▶ [SET TASK] In the text about the Cargill prayer dispute, what reason does the opening quoted statement give for not accommodating employees who want to pray in larger groups? Answer in one to three sentences.

“There has been a desire among some employees to go in larger groups of people to pray. We just can’t accommodate that. It backs up the flow of all the production. We’re a federally inspected, USDA inspected plant. We have to ensure food safety. We have to ensure the products we produce meet consumer expectations.” No, you don’t, as you’ll soon learn: you have to make sure Muslims are accommodated. Everything else takes a back seat to that.
In reality, Muslims can make up missed prayers at later times, which makes it clear (as does the involvement of Hamas-linked CAIR) that this is simply an Islamic supremacist endeavor to secure special privileges for Muslims, such as we have seen on many other occasions. The objective is to reinforce the principle that wherever Islamic law and practice conflict with American law and practice, it is the latter that must give way.
“Cargill: Tried to resolve issues before firing Colorado Muslim workers,” by Emilie Rusch and Jesse Paul, Denver Post, December 31, 2015 (thanks to David):
Cargill Meat Solutions said Thursday it tried to resolve a workplace prayer dispute with Somali workers at its Fort Morgan meatpacking plant that led to the firing of about 190 employees.
The workers who lost their jobs were mostly immigrants from Somalia, and their termination came after they failed to report to work for three consecutive days last week to protest what they say were changes in times allowed for Muslim prayer.
Cargill says, however, it makes every “reasonable attempt” to provide religious accommodation for all of its employees at the Fort Morgan plant without interrupting operations.

▶ [RECORD EXTRACTS]

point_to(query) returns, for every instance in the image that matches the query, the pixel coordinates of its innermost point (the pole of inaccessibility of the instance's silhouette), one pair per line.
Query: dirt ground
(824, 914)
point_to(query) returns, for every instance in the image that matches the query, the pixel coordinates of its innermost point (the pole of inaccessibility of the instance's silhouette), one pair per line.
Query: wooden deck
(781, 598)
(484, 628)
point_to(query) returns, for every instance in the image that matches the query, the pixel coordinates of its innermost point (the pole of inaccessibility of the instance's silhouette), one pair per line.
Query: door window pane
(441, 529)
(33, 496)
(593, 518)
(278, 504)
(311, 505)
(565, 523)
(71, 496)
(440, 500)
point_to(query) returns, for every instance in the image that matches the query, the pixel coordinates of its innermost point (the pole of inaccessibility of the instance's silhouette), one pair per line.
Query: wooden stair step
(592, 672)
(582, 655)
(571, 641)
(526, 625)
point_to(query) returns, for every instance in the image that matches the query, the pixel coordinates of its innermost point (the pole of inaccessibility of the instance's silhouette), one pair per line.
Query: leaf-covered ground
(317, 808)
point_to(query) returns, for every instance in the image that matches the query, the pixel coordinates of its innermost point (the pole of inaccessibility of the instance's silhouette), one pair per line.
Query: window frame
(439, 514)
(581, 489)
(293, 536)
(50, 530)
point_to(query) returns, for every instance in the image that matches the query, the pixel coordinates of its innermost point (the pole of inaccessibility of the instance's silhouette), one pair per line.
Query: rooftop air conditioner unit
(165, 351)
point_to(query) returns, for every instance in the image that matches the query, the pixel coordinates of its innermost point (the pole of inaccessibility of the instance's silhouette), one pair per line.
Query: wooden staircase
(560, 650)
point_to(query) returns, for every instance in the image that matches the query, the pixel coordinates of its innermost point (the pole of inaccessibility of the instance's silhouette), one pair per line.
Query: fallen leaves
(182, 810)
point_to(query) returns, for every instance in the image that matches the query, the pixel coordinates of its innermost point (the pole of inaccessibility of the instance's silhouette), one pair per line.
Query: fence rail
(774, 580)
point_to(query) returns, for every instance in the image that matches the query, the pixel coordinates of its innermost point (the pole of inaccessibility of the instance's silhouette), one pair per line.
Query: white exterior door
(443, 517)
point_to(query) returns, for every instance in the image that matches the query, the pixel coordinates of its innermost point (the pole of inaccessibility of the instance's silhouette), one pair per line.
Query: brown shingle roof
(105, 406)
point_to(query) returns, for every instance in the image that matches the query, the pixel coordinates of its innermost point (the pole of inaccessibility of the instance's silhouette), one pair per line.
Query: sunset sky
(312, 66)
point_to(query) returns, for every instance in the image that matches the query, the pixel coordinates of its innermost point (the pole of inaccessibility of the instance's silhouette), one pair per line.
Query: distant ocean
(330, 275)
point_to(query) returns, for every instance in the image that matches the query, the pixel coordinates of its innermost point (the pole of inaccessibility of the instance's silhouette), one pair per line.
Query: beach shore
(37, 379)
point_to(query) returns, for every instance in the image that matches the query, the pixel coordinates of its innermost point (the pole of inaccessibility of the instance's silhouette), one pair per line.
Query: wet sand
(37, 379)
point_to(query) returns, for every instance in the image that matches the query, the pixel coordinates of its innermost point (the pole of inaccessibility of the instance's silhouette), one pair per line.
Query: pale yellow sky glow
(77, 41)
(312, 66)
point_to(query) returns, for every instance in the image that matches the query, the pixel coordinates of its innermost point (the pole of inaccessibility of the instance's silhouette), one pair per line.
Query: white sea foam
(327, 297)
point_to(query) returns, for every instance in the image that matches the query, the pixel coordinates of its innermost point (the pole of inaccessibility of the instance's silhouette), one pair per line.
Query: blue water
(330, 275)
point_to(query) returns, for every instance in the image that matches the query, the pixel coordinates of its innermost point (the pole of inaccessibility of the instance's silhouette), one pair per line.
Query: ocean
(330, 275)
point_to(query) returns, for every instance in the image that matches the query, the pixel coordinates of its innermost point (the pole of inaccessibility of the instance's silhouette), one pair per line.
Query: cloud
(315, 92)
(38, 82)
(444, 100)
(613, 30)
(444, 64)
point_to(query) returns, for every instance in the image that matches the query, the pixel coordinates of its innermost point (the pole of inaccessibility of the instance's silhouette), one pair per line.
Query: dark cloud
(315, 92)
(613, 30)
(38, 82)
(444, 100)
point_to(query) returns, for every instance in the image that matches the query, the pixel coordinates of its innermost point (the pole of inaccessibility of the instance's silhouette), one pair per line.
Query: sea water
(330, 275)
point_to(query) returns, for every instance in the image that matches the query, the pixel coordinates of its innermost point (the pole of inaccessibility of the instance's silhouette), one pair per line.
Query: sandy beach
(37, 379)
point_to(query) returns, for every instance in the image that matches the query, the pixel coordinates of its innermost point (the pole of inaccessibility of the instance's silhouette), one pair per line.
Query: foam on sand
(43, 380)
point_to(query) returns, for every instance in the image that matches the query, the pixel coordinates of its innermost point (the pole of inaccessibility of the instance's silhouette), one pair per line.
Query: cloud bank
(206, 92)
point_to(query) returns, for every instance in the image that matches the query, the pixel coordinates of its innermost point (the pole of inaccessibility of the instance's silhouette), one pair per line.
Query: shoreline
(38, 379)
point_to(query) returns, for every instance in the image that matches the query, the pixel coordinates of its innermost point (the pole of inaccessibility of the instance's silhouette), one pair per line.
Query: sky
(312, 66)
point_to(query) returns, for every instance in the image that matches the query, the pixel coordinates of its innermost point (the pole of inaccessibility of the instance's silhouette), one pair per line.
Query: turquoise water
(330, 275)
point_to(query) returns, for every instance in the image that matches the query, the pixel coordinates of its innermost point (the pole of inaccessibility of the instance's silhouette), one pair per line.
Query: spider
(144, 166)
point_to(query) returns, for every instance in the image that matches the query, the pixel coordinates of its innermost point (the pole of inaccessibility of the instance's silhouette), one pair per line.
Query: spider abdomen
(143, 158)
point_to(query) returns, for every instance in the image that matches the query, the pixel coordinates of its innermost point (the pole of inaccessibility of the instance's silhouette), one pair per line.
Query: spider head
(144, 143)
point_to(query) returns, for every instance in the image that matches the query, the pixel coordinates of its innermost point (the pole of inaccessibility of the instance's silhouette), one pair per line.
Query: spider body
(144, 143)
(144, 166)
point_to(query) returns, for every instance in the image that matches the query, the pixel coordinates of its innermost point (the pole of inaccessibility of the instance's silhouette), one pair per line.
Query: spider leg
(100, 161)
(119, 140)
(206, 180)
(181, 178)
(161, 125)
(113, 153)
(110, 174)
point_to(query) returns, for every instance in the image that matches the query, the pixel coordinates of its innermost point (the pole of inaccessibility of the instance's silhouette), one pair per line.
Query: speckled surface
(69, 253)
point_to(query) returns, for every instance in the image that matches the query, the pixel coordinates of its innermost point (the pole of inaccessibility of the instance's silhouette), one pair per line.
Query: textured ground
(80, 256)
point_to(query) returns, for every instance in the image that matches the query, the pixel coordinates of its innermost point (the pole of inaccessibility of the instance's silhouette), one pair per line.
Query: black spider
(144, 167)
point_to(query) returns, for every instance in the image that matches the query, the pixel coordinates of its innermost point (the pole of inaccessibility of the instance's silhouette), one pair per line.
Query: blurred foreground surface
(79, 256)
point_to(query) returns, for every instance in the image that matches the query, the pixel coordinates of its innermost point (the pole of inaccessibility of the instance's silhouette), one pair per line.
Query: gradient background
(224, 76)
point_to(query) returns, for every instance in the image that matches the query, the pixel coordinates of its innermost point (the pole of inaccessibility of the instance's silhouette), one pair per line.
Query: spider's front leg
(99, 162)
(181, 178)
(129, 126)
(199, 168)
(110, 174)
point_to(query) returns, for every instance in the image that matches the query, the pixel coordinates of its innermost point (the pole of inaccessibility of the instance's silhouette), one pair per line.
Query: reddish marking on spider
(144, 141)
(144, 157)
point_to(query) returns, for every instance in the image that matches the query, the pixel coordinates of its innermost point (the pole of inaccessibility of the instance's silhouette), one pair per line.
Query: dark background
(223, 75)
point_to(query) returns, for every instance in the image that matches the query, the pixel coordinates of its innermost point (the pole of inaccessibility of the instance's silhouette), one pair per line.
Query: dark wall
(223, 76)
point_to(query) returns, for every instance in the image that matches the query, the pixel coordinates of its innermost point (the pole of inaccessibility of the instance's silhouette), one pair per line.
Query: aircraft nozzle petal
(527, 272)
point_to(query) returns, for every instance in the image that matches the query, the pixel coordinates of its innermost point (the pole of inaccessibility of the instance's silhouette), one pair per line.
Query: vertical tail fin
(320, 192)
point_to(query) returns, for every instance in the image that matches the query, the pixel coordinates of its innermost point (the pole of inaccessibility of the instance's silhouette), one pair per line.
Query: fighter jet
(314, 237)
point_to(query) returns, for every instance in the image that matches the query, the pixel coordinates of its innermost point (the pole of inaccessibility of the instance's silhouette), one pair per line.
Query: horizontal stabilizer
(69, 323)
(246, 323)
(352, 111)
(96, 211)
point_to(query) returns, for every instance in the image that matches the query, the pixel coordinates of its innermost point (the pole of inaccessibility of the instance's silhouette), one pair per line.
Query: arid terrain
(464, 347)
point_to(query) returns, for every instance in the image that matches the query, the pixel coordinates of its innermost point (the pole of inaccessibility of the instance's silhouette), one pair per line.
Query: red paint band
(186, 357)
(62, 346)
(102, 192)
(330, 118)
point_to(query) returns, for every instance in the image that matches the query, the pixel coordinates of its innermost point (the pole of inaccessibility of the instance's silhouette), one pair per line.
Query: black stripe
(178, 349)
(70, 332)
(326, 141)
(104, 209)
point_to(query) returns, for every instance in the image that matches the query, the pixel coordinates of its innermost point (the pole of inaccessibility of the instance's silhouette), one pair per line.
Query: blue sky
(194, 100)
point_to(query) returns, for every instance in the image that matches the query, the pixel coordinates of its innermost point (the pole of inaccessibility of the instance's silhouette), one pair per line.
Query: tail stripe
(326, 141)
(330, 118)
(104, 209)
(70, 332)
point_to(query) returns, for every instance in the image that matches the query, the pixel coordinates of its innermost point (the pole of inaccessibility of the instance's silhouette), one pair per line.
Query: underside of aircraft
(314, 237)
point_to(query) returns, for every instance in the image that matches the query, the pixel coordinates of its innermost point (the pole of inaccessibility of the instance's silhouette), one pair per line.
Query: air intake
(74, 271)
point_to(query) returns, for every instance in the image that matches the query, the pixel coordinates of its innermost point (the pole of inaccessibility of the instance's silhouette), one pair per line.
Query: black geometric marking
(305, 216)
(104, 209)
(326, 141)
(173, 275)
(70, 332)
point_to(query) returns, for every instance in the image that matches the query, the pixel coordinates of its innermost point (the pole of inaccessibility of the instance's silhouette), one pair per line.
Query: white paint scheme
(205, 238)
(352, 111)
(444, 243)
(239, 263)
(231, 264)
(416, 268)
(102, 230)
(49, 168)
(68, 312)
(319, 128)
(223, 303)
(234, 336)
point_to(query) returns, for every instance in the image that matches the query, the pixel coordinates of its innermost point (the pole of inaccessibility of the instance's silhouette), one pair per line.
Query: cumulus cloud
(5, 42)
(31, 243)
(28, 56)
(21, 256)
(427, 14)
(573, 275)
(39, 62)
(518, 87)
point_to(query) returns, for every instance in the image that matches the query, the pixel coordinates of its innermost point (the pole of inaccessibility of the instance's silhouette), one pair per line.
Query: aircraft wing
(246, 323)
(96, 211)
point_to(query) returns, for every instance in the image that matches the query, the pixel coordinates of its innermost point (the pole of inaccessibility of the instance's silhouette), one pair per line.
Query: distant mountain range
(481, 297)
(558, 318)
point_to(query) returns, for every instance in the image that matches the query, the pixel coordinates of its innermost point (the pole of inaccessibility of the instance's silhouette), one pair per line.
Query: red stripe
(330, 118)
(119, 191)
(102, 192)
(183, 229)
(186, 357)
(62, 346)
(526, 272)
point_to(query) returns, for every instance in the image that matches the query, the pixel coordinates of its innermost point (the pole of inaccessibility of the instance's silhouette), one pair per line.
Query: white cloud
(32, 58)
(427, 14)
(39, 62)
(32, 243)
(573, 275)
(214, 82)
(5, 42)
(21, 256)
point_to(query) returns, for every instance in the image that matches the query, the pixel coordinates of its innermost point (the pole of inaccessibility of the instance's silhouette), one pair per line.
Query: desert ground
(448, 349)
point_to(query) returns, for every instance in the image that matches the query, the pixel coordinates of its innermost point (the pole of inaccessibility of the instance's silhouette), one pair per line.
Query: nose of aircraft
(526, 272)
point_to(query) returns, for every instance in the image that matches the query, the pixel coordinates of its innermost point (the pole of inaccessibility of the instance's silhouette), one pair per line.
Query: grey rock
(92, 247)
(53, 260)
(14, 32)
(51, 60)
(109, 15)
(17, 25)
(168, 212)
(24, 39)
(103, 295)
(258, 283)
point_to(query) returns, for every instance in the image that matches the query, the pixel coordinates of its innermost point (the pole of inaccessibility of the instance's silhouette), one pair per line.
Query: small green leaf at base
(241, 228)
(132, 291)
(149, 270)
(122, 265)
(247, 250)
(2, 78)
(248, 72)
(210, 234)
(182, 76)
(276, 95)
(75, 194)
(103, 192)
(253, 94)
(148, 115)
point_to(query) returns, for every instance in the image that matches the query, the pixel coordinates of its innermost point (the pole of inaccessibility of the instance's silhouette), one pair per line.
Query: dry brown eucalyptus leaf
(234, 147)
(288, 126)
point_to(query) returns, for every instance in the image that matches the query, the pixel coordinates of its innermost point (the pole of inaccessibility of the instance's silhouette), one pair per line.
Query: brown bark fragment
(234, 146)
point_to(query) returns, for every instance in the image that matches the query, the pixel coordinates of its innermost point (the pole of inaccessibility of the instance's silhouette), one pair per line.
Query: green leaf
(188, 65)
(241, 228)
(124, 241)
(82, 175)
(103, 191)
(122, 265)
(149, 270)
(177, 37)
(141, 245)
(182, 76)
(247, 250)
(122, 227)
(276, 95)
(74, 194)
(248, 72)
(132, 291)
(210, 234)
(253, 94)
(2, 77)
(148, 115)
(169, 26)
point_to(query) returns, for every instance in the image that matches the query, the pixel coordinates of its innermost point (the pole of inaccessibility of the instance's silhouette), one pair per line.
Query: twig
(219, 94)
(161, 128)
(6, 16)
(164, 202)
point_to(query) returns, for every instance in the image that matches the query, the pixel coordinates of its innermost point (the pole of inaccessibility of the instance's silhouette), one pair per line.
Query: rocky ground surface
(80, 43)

▶ [SOLUTION TO THE EXERCISE] The statement says larger prayer groups back up the flow of all the production. It adds that the plant is federally inspected by the USDA and must ensure food safety and that its products meet consumer expectations.